Züri brännt (titled Züri brännt in English) is a 1981 Swiss documentary film directed by the Swiss filmmakers Markus Sieber, Ronnie Wahli, Marcel Müller, Thomas Krempke. Beginning on 22 January 2015, the film was shown during the Solothurn Film Festival as one of the milestones of Swiss film history.

Background 
Züri brännt or Opernhauskrawalle, literally meaning "Zurich is burning", is the Swiss German term generally used for the youth protests in May 1980 in the Swiss city of the same name, in the Canton of Zurich. Violent protests against extremely high cultural subsidies by the city which had also neglected alternative governmental cultural programs for Zurich`s youth, occurred in 1980 during the so-called Opernhauskrawall, or the Zurich Opera House riots.  The protests took place on 30/31 May 1980 at the Sechseläutenplatz square in Zurich, but also throughout the whole city, spreading to other municipalities of Switzerland in 1980 and again in 1981. These protests marked the beginning of the alternative youth movement in Switzerland. A first political compromise was the establishment of the AJZ (a short-lived alternative youth centre at the Zurich main station), and the opening of the Rote Fabrik alternative cultural centre in Wollishofen in late 1980. Rote Fabrik still exists, and claims to be one of the most important alternative cultural venues in the greater Zurich urban area. The most prominent politician involved in these developments was Emilie Lieberherr, then member of the city's executive (Stadtrat) authorities.

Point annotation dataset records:
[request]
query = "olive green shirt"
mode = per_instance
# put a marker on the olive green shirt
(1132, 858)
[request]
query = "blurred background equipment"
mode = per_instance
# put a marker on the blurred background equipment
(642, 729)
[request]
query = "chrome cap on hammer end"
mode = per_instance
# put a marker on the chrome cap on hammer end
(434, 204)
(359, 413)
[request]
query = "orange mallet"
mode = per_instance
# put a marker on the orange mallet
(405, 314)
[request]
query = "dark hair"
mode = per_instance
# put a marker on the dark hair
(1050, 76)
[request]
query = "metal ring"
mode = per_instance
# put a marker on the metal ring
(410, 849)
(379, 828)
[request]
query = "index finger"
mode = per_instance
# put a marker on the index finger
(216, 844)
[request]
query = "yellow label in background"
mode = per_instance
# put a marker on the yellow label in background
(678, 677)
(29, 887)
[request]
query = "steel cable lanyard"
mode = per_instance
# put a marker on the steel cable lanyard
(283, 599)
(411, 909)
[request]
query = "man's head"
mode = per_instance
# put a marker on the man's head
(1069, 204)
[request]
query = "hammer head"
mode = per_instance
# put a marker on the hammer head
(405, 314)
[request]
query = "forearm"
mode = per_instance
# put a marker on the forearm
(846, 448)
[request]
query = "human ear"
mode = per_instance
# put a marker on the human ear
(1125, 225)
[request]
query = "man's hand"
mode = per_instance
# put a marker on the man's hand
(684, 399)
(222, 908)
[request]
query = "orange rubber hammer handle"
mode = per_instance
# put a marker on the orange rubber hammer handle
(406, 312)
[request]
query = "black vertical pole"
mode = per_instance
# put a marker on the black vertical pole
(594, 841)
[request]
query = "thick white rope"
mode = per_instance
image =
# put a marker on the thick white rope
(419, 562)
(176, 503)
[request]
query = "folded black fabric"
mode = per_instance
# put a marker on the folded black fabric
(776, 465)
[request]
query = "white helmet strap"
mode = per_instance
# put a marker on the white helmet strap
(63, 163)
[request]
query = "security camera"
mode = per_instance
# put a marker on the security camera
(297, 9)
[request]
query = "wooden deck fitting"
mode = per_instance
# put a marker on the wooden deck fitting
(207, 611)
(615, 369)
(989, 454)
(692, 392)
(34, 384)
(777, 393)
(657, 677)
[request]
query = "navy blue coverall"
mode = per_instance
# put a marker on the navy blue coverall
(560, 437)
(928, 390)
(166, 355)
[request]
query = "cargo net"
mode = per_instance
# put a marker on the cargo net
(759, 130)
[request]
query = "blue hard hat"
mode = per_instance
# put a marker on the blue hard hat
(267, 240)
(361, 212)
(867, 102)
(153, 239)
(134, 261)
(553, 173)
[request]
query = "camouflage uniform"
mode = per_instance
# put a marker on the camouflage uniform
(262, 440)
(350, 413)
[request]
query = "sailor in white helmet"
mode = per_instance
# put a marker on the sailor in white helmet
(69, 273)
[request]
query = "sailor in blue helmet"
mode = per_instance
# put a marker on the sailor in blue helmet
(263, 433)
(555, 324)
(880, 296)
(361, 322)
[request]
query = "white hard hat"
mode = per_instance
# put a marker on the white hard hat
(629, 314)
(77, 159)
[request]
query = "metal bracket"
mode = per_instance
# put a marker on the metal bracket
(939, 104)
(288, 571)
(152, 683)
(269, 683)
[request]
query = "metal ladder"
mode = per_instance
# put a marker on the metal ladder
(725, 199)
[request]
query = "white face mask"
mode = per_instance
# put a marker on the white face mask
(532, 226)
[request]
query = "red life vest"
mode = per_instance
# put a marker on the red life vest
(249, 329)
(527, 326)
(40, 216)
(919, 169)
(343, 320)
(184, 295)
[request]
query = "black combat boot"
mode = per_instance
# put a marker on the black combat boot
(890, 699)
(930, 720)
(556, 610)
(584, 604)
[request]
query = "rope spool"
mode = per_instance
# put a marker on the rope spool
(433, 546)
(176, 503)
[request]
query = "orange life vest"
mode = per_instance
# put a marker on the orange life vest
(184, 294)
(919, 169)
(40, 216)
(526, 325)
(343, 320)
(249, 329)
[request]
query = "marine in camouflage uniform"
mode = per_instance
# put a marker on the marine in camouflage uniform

Problem description:
Substitute "nonfiction film" for "documentary film" and reproduce the stretch of the Züri brännt passage from "Züri brännt (titled" through "Swiss film history.".

Worked answer:
Züri brännt (titled Züri brännt in English) is a 1981 Swiss nonfiction film directed by the Swiss filmmakers Markus Sieber, Ronnie Wahli, Marcel Müller, Thomas Krempke. Beginning on 22 January 2015, the film was shown during the Solothurn Film Festival as one of the milestones of Swiss film history.